### Stated task
Reproduce the data below in full and exclude every picture.

## BEGIN

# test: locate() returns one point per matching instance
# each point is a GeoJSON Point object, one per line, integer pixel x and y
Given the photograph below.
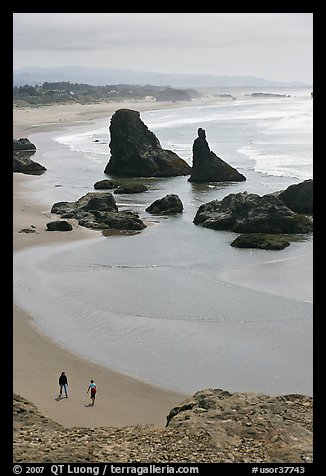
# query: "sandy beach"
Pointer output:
{"type": "Point", "coordinates": [277, 285]}
{"type": "Point", "coordinates": [37, 360]}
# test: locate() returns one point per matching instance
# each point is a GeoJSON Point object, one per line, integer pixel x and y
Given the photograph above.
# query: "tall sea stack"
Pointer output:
{"type": "Point", "coordinates": [137, 152]}
{"type": "Point", "coordinates": [207, 167]}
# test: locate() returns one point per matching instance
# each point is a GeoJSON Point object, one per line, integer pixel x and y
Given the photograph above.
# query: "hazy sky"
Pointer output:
{"type": "Point", "coordinates": [274, 46]}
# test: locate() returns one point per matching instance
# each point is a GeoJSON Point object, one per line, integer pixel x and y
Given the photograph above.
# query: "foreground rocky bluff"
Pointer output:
{"type": "Point", "coordinates": [213, 426]}
{"type": "Point", "coordinates": [137, 152]}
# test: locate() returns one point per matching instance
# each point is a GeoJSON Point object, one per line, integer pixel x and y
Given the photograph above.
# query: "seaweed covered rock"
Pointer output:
{"type": "Point", "coordinates": [168, 205]}
{"type": "Point", "coordinates": [251, 213]}
{"type": "Point", "coordinates": [99, 211]}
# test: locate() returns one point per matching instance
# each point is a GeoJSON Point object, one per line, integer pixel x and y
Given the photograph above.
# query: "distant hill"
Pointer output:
{"type": "Point", "coordinates": [104, 76]}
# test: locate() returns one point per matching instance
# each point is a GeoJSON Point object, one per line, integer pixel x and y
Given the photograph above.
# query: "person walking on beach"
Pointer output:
{"type": "Point", "coordinates": [63, 383]}
{"type": "Point", "coordinates": [92, 388]}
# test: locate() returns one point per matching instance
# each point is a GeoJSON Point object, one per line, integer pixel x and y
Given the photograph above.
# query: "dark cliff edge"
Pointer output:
{"type": "Point", "coordinates": [213, 426]}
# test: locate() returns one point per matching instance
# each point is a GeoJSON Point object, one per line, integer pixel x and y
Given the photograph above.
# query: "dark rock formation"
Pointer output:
{"type": "Point", "coordinates": [260, 241]}
{"type": "Point", "coordinates": [106, 184]}
{"type": "Point", "coordinates": [213, 426]}
{"type": "Point", "coordinates": [23, 163]}
{"type": "Point", "coordinates": [168, 205]}
{"type": "Point", "coordinates": [207, 167]}
{"type": "Point", "coordinates": [23, 144]}
{"type": "Point", "coordinates": [98, 210]}
{"type": "Point", "coordinates": [251, 213]}
{"type": "Point", "coordinates": [282, 425]}
{"type": "Point", "coordinates": [299, 197]}
{"type": "Point", "coordinates": [131, 188]}
{"type": "Point", "coordinates": [136, 151]}
{"type": "Point", "coordinates": [59, 225]}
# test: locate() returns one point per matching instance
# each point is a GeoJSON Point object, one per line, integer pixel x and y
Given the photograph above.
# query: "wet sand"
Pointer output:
{"type": "Point", "coordinates": [37, 360]}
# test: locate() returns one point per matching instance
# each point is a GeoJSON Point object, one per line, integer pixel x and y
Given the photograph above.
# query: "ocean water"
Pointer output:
{"type": "Point", "coordinates": [175, 304]}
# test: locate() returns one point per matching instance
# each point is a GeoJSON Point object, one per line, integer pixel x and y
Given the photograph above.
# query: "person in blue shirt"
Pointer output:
{"type": "Point", "coordinates": [63, 383]}
{"type": "Point", "coordinates": [92, 388]}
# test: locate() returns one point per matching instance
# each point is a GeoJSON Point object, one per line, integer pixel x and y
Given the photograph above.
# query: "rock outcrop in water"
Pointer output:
{"type": "Point", "coordinates": [251, 213]}
{"type": "Point", "coordinates": [136, 151]}
{"type": "Point", "coordinates": [23, 163]}
{"type": "Point", "coordinates": [298, 197]}
{"type": "Point", "coordinates": [168, 205]}
{"type": "Point", "coordinates": [99, 211]}
{"type": "Point", "coordinates": [23, 144]}
{"type": "Point", "coordinates": [207, 167]}
{"type": "Point", "coordinates": [213, 426]}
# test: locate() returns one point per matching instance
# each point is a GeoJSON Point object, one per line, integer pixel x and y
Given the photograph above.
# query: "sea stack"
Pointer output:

## END

### Answer to this exercise
# test: locate() returns one point per matching instance
# each point is a GeoJSON Point object, one per line, integer pixel x and y
Given the photograph below.
# query: "sandy beach"
Pointer output:
{"type": "Point", "coordinates": [277, 285]}
{"type": "Point", "coordinates": [37, 360]}
# test: locate() returns one point per matching instance
# each point is a GeoJSON Point object, one per line, integer pixel x and y
Given the photograph above.
# query: "tall sea stack"
Pointer output:
{"type": "Point", "coordinates": [137, 152]}
{"type": "Point", "coordinates": [207, 167]}
# test: locate() returns one point per matching instance
# each point is a GeoJSON Point object, one per line, integer pixel x and y
Given the photograph above.
# query: "hazy sky"
Pointer output:
{"type": "Point", "coordinates": [274, 46]}
# test: locate() returns one point per matching instance
# each point is a GeoJSON Point object, one per line, integer pixel x and y
Given the photograph above.
# query: "foreground rocky bluff"
Pointer output:
{"type": "Point", "coordinates": [213, 426]}
{"type": "Point", "coordinates": [137, 152]}
# test: locate() returns one point per matching instance
# each point is a GeoJSON Point object, one per line, integer pixel x and y
Given the photograph above.
# query: "seaweed covered rock"
Pointer output:
{"type": "Point", "coordinates": [168, 205]}
{"type": "Point", "coordinates": [251, 213]}
{"type": "Point", "coordinates": [99, 211]}
# test: locate() returns one point per matching instance
# each point is a GeoJSON Point object, one per line, integer pixel x and y
Given the photograph above.
# query: "distant hill"
Pointer output:
{"type": "Point", "coordinates": [104, 76]}
# test: locate() returns one point per matching instance
# each point is a GeoJSON Point object, one per line, integer pixel x and y
Given the photograph above.
# query: "person walking on beach"
Pointer output:
{"type": "Point", "coordinates": [63, 383]}
{"type": "Point", "coordinates": [92, 388]}
# test: locate() returns one point per matching instance
# each point is a GeoJSON Point object, one per line, integer pixel x and y
Given the photograph above.
# query: "dark cliff edge"
Pointer output:
{"type": "Point", "coordinates": [213, 426]}
# test: locate() returns one point per matching instance
# each point is a GeoJSON Point object, one per line, integer pixel x and y
Given the photograph above.
# query: "dark rock formation"
Pointer output:
{"type": "Point", "coordinates": [260, 241]}
{"type": "Point", "coordinates": [106, 184]}
{"type": "Point", "coordinates": [213, 426]}
{"type": "Point", "coordinates": [23, 163]}
{"type": "Point", "coordinates": [168, 205]}
{"type": "Point", "coordinates": [207, 167]}
{"type": "Point", "coordinates": [23, 144]}
{"type": "Point", "coordinates": [98, 210]}
{"type": "Point", "coordinates": [251, 213]}
{"type": "Point", "coordinates": [282, 425]}
{"type": "Point", "coordinates": [299, 197]}
{"type": "Point", "coordinates": [131, 188]}
{"type": "Point", "coordinates": [136, 151]}
{"type": "Point", "coordinates": [59, 225]}
# test: locate() returns one point per matching instance
# each point is a GeoJSON Point object, one per line, integer pixel x and y
Given the photograph above.
# query: "wet sand"
Pointer output:
{"type": "Point", "coordinates": [37, 360]}
# test: locate() returns one point per matching instance
# each point is a GeoJSON Point object, one per line, integer pixel x and y
Given the photograph above.
# query: "ocean water"
Pointer output:
{"type": "Point", "coordinates": [175, 304]}
# test: locate() returns one point per matching instance
# each point is a GeoJSON Point object, one per line, integer pixel x and y
Given the photograph above.
# query: "person in blue shirt"
Pointer output:
{"type": "Point", "coordinates": [63, 383]}
{"type": "Point", "coordinates": [92, 388]}
# test: locate() returns one point per matching instance
# each point is a GeoJSON Point object, one per line, integer pixel x and y
Given the photograph above.
# query: "rock outcrop in water"
Pointer output:
{"type": "Point", "coordinates": [251, 213]}
{"type": "Point", "coordinates": [136, 151]}
{"type": "Point", "coordinates": [23, 163]}
{"type": "Point", "coordinates": [298, 197]}
{"type": "Point", "coordinates": [168, 205]}
{"type": "Point", "coordinates": [99, 211]}
{"type": "Point", "coordinates": [23, 144]}
{"type": "Point", "coordinates": [207, 167]}
{"type": "Point", "coordinates": [213, 426]}
# test: locate() returns one point per matching instance
# each point is a GeoJSON Point object, one per line, integer pixel x and y
Given the photograph above.
# query: "sea stack"
Pointer output:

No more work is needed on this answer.